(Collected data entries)
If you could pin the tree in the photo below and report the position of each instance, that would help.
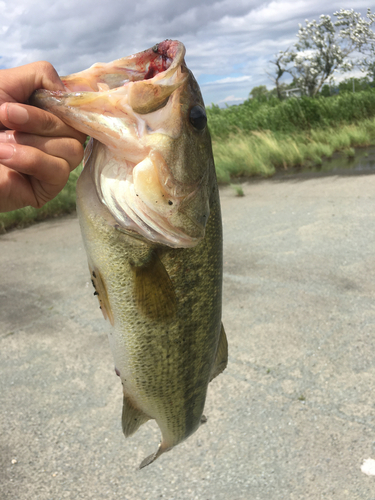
(323, 49)
(359, 32)
(281, 61)
(259, 93)
(320, 52)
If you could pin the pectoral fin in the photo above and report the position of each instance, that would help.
(101, 293)
(154, 292)
(132, 417)
(221, 359)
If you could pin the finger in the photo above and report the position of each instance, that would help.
(22, 81)
(36, 121)
(66, 148)
(30, 161)
(16, 190)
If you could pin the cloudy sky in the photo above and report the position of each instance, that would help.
(229, 42)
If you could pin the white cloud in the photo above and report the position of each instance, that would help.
(229, 42)
(230, 79)
(231, 98)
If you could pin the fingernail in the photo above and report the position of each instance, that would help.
(6, 151)
(17, 114)
(7, 136)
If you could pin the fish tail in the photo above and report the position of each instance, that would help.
(151, 458)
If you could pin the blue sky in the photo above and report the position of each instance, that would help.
(229, 43)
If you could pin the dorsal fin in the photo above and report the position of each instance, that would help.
(221, 359)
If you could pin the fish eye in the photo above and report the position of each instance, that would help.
(198, 117)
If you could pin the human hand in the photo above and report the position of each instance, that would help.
(37, 150)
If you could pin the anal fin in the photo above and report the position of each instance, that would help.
(221, 359)
(132, 417)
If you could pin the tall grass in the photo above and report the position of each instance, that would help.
(257, 138)
(64, 203)
(291, 115)
(263, 152)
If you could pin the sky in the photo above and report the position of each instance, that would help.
(229, 43)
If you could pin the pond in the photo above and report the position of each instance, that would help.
(362, 163)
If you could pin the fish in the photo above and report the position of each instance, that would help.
(149, 210)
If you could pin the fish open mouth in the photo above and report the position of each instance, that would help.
(137, 109)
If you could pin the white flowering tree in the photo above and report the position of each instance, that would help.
(281, 62)
(323, 48)
(359, 31)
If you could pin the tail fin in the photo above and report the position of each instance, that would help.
(151, 458)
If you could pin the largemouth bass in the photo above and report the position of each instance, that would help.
(149, 211)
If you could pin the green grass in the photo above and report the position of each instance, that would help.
(262, 153)
(257, 139)
(64, 203)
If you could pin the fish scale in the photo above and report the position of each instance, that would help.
(153, 235)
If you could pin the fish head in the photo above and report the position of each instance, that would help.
(150, 155)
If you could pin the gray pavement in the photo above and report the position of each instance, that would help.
(292, 417)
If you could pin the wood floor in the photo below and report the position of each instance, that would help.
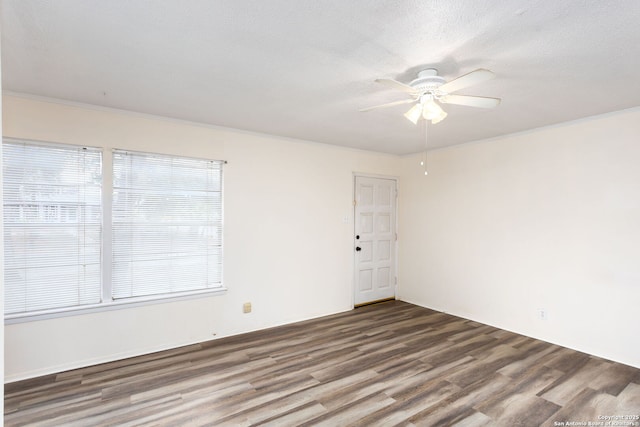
(387, 364)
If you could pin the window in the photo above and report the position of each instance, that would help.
(52, 226)
(163, 223)
(167, 224)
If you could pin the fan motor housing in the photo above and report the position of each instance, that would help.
(427, 80)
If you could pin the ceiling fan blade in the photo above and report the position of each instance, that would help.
(390, 104)
(478, 76)
(397, 85)
(471, 101)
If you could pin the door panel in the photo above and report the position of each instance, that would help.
(375, 239)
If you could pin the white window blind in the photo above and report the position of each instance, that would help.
(52, 226)
(166, 224)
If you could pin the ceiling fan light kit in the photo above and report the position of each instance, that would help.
(428, 89)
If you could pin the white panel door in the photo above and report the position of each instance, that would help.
(375, 239)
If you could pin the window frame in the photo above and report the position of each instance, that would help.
(108, 303)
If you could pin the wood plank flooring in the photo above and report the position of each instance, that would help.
(387, 364)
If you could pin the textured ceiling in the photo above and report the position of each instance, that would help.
(303, 68)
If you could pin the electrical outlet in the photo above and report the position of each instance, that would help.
(542, 314)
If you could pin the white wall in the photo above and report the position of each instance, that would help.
(287, 249)
(545, 219)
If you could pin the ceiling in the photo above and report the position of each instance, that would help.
(303, 68)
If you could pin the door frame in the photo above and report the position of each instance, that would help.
(353, 231)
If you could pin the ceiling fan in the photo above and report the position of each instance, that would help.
(430, 88)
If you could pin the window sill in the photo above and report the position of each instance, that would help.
(112, 305)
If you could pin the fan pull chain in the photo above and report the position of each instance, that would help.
(423, 162)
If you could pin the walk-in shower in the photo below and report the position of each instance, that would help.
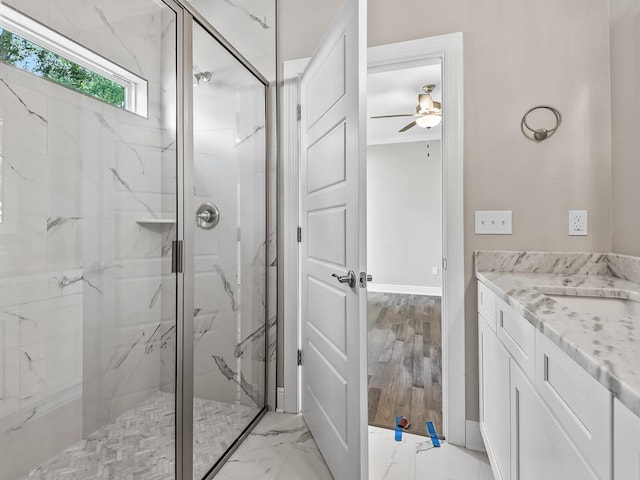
(133, 244)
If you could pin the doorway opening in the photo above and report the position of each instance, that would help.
(447, 51)
(404, 250)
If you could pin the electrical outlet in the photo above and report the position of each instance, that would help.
(578, 222)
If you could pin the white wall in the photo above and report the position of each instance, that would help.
(404, 214)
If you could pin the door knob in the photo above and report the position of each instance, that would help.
(364, 279)
(349, 278)
(207, 216)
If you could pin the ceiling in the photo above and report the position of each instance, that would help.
(396, 91)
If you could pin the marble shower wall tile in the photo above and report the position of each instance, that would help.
(83, 311)
(249, 25)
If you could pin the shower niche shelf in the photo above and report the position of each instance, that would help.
(155, 221)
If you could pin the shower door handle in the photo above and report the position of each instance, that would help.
(349, 278)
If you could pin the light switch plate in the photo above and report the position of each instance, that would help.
(494, 222)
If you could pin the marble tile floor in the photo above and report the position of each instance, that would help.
(415, 457)
(281, 448)
(139, 444)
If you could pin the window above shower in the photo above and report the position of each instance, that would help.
(35, 48)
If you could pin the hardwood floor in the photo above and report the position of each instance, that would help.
(404, 364)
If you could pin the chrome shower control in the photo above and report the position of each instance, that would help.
(207, 216)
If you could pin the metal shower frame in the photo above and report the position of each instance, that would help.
(186, 16)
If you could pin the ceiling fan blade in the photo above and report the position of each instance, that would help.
(407, 127)
(398, 115)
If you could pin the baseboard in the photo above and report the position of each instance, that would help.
(280, 400)
(474, 437)
(405, 289)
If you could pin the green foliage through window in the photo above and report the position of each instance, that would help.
(23, 54)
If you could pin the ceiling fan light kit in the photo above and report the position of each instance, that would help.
(428, 112)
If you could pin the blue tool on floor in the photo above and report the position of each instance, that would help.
(433, 434)
(398, 436)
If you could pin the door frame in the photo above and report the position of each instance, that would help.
(447, 49)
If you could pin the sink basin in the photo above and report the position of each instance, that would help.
(599, 305)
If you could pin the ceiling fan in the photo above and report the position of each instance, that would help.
(428, 112)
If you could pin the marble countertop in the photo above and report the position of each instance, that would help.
(606, 346)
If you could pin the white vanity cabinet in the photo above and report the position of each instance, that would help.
(494, 398)
(626, 443)
(540, 447)
(542, 416)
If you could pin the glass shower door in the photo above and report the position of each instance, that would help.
(229, 222)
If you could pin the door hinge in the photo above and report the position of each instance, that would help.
(176, 256)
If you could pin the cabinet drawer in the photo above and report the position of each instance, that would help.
(581, 405)
(517, 335)
(487, 304)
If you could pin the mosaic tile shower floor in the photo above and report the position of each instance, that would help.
(139, 444)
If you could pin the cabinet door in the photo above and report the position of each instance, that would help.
(540, 448)
(494, 398)
(626, 447)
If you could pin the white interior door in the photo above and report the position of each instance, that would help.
(333, 221)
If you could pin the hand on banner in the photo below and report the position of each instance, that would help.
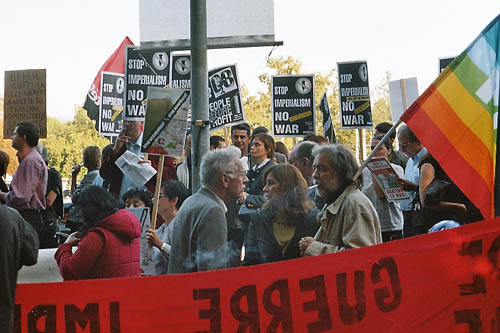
(73, 239)
(407, 185)
(304, 243)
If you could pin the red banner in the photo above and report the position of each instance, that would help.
(448, 281)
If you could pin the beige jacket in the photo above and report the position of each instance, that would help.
(351, 221)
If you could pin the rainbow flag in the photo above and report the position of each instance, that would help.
(456, 118)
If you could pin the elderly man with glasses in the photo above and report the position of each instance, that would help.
(199, 237)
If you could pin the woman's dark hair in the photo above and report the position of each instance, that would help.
(96, 204)
(268, 142)
(4, 162)
(142, 194)
(174, 188)
(293, 203)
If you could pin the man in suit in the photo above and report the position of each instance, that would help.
(199, 237)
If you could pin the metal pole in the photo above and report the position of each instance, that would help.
(199, 88)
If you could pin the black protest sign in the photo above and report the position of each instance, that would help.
(224, 100)
(111, 108)
(25, 100)
(355, 108)
(292, 100)
(180, 76)
(143, 69)
(443, 62)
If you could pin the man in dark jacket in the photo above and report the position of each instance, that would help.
(18, 247)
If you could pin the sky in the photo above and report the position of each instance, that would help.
(72, 39)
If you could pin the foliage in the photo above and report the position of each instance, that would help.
(66, 141)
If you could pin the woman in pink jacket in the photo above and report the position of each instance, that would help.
(108, 244)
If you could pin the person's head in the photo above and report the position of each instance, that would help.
(25, 134)
(91, 157)
(286, 191)
(96, 203)
(42, 150)
(334, 168)
(138, 198)
(301, 157)
(173, 194)
(383, 128)
(240, 136)
(217, 142)
(262, 147)
(385, 150)
(187, 145)
(222, 171)
(132, 129)
(258, 130)
(281, 148)
(4, 162)
(409, 143)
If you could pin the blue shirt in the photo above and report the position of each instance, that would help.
(412, 173)
(127, 183)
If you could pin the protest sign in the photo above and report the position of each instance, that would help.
(354, 95)
(25, 100)
(180, 73)
(447, 281)
(143, 69)
(146, 258)
(111, 106)
(293, 105)
(225, 107)
(166, 121)
(443, 62)
(402, 94)
(386, 177)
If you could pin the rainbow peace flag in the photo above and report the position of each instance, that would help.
(456, 118)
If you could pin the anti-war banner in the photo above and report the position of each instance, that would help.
(292, 105)
(111, 108)
(143, 69)
(166, 121)
(354, 96)
(447, 281)
(224, 99)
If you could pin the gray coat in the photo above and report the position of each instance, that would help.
(199, 237)
(18, 247)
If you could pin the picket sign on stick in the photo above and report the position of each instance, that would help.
(157, 192)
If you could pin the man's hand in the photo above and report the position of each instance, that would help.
(407, 185)
(304, 244)
(73, 239)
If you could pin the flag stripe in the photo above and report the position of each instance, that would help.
(459, 135)
(461, 103)
(479, 191)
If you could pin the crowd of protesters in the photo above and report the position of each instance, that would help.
(257, 203)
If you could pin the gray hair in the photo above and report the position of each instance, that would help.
(215, 162)
(343, 161)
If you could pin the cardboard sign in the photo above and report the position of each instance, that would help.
(180, 76)
(225, 107)
(166, 121)
(293, 105)
(402, 94)
(25, 100)
(111, 106)
(448, 281)
(354, 95)
(143, 69)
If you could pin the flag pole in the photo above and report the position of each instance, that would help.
(381, 142)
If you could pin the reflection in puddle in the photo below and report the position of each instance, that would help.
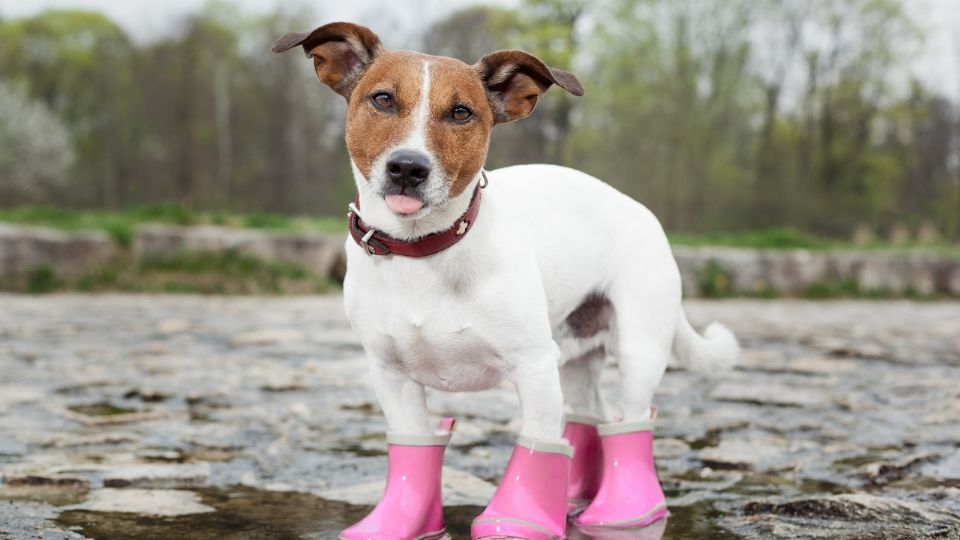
(250, 513)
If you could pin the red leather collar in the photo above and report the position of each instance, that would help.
(375, 242)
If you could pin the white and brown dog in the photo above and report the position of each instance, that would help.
(459, 279)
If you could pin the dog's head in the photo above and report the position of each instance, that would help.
(418, 126)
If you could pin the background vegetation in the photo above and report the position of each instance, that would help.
(720, 115)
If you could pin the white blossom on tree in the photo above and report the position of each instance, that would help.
(36, 150)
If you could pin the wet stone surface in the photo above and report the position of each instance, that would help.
(165, 417)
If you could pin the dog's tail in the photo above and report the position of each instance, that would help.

Task directions: Repeat exactly the lines above from the line that contains "If you could pin the red leather" through the end. Include both of these ends; leave out everything else.

Full answer:
If you could pin the red leather collar in the photo above and report the position of each instance, that would help.
(375, 242)
If you could pin the white and brown dog in the photo above and report the position of each instance, that would help.
(459, 279)
If you could pin the dog's head in the photo above and report the position of each instance, that would help.
(418, 126)
If you could pin the background vegetation in the photo above and report the position of each instance, that would help.
(720, 115)
If you could pin the white blossom on tree in the photo above and report the position of each instance, that would help.
(36, 150)
If you could pin the wet stone surface in the photo above and report the position of each instance, that would help.
(165, 417)
If you could pin the dog's tail in the photo above and report the position of each instance, that would help.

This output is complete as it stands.